**과제 목표**
아래의 모든 행을 한 글자도 바꾸지 말고 그대로 다시 적으십시오.

**주어진 자료**
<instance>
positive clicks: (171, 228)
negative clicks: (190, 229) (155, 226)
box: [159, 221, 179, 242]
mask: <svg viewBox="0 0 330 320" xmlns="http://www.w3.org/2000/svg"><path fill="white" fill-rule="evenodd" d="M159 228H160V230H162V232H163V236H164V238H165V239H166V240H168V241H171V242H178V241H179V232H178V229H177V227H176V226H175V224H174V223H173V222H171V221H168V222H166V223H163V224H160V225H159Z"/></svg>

**문제 해답**
<instance>
positive clicks: (171, 228)
negative clicks: (190, 229) (155, 226)
box: [159, 221, 179, 242]
mask: <svg viewBox="0 0 330 320" xmlns="http://www.w3.org/2000/svg"><path fill="white" fill-rule="evenodd" d="M159 228H160V230H162V232H163V236H164V238H165V239H166V240H168V241H171V242H178V241H179V232H178V229H177V227H176V226H175V224H174V223H173V222H171V221H168V222H166V223H163V224H160V225H159Z"/></svg>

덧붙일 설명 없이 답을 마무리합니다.